**TEXTE FOURNI:**
◆ ◆ ◆ ◆

L’opéra Hansel und Gretel d’Engelbert Humperdinck inspiré du conte de fées écrit par les frères Grimm est souvent représenté autour des fêtes de Noël. À Munich, le Théâtre de la Gärtnerplatz a repris l’opéra d’Engelbert Humperdinck dans la mise en scène qu’y avait créée en 1974 Peter Kertz dans les décors féeriques de Hermann Soherr, qui a également conçu les costumes. La période de Noël est une bonne occasion pour lire le conte aux enfants ou pour leur faire découvrir l’opéra : la maison de la sorcière cannibale est faite de pains d’épices (les fameux Lebkuchen de Nuremberg ou les Aachener Printen d’Aix-la-Chapelle), à l’instar de ceux que l’on voit sur les marchés de Noël bavarois.
Engelbert Humperdinck a composé sept opéras, mais seul Hänsel et Gretel, créé à Weimar juste avant la Noël 1893 sous la prestigieuse baguette de Richard Strauss, a connu un certain succès. Le compositeur a profité des leçons de Richard Wagner dont il a été l’assistant à partir de 1880. L’orchestration d’Hänsel et Gretel rappelle certaines pages de Parsifal ou du Crépuscule des dieux. À l’instar de Wagner, Humperdinck a le sens du leitmotiv et sait l’art du développement. Il recourt aussi à l’intégration de chants populaires traditionnels.

Le succès de la mise en scène de Peter Kertz tient, entre autres, à la parfaite lisibilité de l’action, ce qui, dans le cas qui nous occupe, convient bien à un public jeune ou très jeune : la mise en scène et les décors offrent des repères coutumiers aux enfants qui retrouvent l’imagerie des contes de fée et servent le déroulement de l’action sans les désorienter, elle entretient le rêve, avec quelques moments particulièrement réussis comme le ballet des 14 anges protecteurs, le vol aérien du marchand de rosée et celui de la sorcière anthropophage, la crémation de l’ogresse ou la résurrection des myriades d’enfants que l’horrible cannibale avait engraissés avant de les déguster, la transformation de la sorcière qui à la cuisson se transforme en un immense biscuit à sa taille qui semble avoir la dureté d’une couque de Dinant. La sorcière est une vraie sorcière qui vole dans les airs grâce à son balai magique et des flammes de théâtre tout aussi vraies jaillissent de la cheminée du four dans lequel elle a été précipitée. La musique d’Humperdinck recourt souvent à la mélodie populaire et c’est là un art bien assimilable pour de jeunes oreilles. L’œuvre est élégante et ferme, d’une grâce touchante, établie sur des rythmes enjoués, harmonisée avec soin. L’instrumentation est pleine de ressources, de trouvailles, d’ingéniosités. Et toutes ces belles qualités sont bien mises en valeur par l’orchestre du Theater-am-Gärtnerplatz dirigé par Michael Balke, premier chef invité du théâtre depuis la saison 2023/2024.

◆ ◆ ◆ ◆

**LIGNES DE DONNÉES:**

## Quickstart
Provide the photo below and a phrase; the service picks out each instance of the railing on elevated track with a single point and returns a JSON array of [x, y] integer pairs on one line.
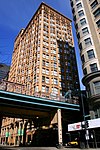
[[20, 88]]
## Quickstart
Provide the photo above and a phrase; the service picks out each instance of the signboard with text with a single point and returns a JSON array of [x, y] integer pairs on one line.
[[94, 123]]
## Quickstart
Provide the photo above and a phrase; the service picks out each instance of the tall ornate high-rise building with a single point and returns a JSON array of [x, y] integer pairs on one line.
[[86, 14], [44, 59], [43, 64]]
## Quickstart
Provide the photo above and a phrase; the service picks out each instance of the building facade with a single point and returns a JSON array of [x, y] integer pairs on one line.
[[86, 15], [43, 61], [44, 55]]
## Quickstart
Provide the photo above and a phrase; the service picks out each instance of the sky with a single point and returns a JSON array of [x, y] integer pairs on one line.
[[15, 14]]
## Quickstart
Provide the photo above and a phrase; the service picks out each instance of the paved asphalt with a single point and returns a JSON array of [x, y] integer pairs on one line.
[[39, 148]]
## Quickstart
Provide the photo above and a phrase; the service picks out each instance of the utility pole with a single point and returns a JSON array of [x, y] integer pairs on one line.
[[85, 122]]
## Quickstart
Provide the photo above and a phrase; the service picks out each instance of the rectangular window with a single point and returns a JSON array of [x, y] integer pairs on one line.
[[97, 13], [94, 67], [90, 54], [82, 58], [85, 71], [88, 41], [94, 4], [97, 87], [98, 23], [79, 5], [85, 30], [81, 13], [83, 21]]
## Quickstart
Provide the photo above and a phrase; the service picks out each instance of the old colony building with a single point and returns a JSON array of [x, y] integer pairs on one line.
[[44, 61]]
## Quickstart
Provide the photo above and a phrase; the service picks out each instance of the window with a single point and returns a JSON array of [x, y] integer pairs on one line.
[[97, 13], [97, 87], [43, 89], [85, 71], [43, 78], [90, 54], [83, 21], [94, 4], [88, 41], [85, 30], [47, 89], [79, 5], [98, 23], [81, 13], [82, 58], [80, 46], [93, 67]]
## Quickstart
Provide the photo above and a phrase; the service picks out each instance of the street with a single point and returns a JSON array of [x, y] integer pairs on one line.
[[38, 148]]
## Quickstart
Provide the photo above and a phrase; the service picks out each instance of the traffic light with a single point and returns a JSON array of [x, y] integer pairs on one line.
[[86, 124]]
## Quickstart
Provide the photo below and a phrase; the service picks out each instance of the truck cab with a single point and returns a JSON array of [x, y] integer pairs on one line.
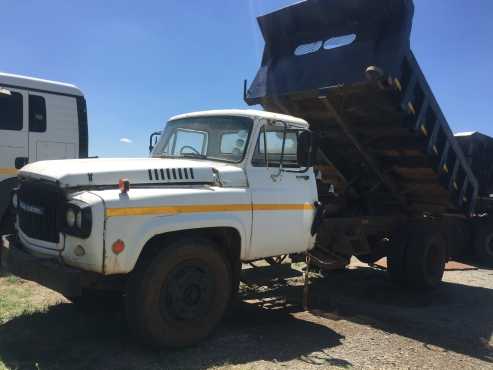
[[221, 187]]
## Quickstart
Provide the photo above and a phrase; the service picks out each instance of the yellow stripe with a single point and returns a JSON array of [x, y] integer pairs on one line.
[[8, 171], [173, 210]]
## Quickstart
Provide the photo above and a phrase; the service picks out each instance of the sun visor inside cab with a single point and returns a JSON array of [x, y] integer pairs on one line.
[[322, 43]]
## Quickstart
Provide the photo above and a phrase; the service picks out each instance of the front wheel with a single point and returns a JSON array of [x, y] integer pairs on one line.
[[177, 298]]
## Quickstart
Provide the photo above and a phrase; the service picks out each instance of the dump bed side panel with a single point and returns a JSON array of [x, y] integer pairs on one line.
[[346, 67]]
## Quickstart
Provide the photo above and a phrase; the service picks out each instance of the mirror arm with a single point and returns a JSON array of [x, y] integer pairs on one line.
[[275, 176]]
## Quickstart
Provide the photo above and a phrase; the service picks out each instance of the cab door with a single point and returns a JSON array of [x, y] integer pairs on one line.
[[14, 148], [282, 202]]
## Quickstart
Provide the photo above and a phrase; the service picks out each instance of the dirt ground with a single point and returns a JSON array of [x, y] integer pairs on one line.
[[356, 318]]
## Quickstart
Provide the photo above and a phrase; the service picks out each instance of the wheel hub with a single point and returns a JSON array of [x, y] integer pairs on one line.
[[186, 293]]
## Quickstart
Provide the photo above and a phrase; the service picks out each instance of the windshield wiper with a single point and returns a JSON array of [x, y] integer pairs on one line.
[[193, 155]]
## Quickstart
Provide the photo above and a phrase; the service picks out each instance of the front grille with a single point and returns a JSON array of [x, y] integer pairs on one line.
[[39, 210]]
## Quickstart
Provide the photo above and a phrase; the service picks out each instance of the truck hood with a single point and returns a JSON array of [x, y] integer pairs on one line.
[[75, 173]]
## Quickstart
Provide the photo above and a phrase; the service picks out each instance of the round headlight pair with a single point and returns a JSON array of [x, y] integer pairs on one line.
[[74, 218]]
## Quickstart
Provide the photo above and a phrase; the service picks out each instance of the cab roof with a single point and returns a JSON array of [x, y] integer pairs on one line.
[[245, 113], [8, 80]]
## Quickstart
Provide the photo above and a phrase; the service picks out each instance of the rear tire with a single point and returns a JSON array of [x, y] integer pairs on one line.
[[396, 259], [417, 257], [425, 260], [483, 243], [178, 297]]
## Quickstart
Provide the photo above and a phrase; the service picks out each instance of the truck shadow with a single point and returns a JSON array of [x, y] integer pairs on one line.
[[454, 318], [267, 323], [64, 338]]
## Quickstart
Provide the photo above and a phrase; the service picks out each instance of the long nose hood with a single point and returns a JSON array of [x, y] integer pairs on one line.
[[139, 171]]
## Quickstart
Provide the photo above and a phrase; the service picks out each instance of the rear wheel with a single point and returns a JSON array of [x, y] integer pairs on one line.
[[177, 298], [425, 260], [417, 257], [483, 243]]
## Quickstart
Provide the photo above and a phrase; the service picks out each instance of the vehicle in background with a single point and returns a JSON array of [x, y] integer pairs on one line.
[[39, 120]]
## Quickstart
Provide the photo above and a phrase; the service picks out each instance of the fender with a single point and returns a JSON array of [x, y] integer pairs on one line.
[[6, 187], [137, 231]]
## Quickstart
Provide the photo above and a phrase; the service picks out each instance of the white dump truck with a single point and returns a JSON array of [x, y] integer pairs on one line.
[[170, 231], [376, 173]]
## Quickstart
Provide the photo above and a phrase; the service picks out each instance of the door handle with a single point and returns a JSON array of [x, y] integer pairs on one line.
[[21, 162]]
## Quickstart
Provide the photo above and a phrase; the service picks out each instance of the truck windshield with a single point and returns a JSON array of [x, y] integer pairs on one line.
[[221, 138]]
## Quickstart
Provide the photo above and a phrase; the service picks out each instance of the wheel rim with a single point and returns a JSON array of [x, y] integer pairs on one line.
[[186, 295], [434, 261]]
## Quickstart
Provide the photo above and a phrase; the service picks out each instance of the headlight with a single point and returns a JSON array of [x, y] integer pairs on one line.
[[15, 200], [78, 219], [70, 217]]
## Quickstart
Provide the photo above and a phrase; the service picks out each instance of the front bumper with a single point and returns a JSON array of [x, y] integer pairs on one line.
[[48, 272]]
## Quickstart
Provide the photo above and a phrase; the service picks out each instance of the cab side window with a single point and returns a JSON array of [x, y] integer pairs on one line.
[[269, 148], [37, 113], [11, 111]]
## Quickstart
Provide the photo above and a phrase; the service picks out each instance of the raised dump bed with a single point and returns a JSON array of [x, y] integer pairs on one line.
[[347, 68]]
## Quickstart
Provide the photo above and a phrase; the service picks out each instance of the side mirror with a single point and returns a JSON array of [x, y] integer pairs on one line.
[[307, 149], [4, 91], [153, 139]]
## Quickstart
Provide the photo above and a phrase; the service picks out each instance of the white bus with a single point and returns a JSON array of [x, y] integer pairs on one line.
[[39, 120]]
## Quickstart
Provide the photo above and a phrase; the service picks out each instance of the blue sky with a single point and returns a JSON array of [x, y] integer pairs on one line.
[[139, 63]]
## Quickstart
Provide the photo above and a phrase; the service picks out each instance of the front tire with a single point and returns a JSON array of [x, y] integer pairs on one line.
[[178, 297]]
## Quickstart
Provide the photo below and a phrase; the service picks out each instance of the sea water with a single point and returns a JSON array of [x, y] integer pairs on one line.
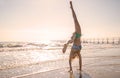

◆ ◆ ◆ ◆

**TRAVAIL À FAIRE:**
a) Le texte confirme-t-il chacune des affirmations suivantes ? Répondez par oui ou par non, en citant mot pour mot les termes du texte qui permettent de trancher. (i) L'opéra de Humperdinck a été créé à Weimar sous la direction de Richard Strauss. (ii) Les sept opéras de Humperdinck ont tous connu le succès. (iii) Peter Kertz a conçu les costumes de la production munichoise.
b) Reproduisez fidèlement le passage du texte allant de « L’opéra Hansel und » jusqu'à « de Noël bavarois. ».
Ces entrées proviennent d'une source distincte du texte.

**CORRIGÉ DES EXERCICES:**
a)
(i) Oui : « créé à Weimar juste avant la Noël 1893 sous la prestigieuse baguette de Richard Strauss ».
(ii) Non : « seul Hänsel et Gretel, créé à Weimar juste avant la Noël 1893 sous la prestigieuse baguette de Richard Strauss, a connu un certain succès ».
(iii) Non : « dans les décors féeriques de Hermann Soherr, qui a également conçu les costumes ».

b)
L’opéra Hansel und Gretel d’Engelbert Humperdinck inspiré du conte de fées écrit par les frères Grimm est souvent représenté autour des fêtes de Noël. À Munich, le Théâtre de la Gärtnerplatz a repris l’opéra d’Engelbert Humperdinck dans la mise en scène qu’y avait créée en 1974 Peter Kertz dans les décors féeriques de Hermann Soherr, qui a également conçu les costumes. La période de Noël est une bonne occasion pour lire le conte aux enfants ou pour leur faire découvrir l’opéra : la maison de la sorcière cannibale est faite de pains d’épices (les fameux Lebkuchen de Nuremberg ou les Aachener Printen d’Aix-la-Chapelle), à l’instar de ceux que l’on voit sur les marchés de Noël bavarois.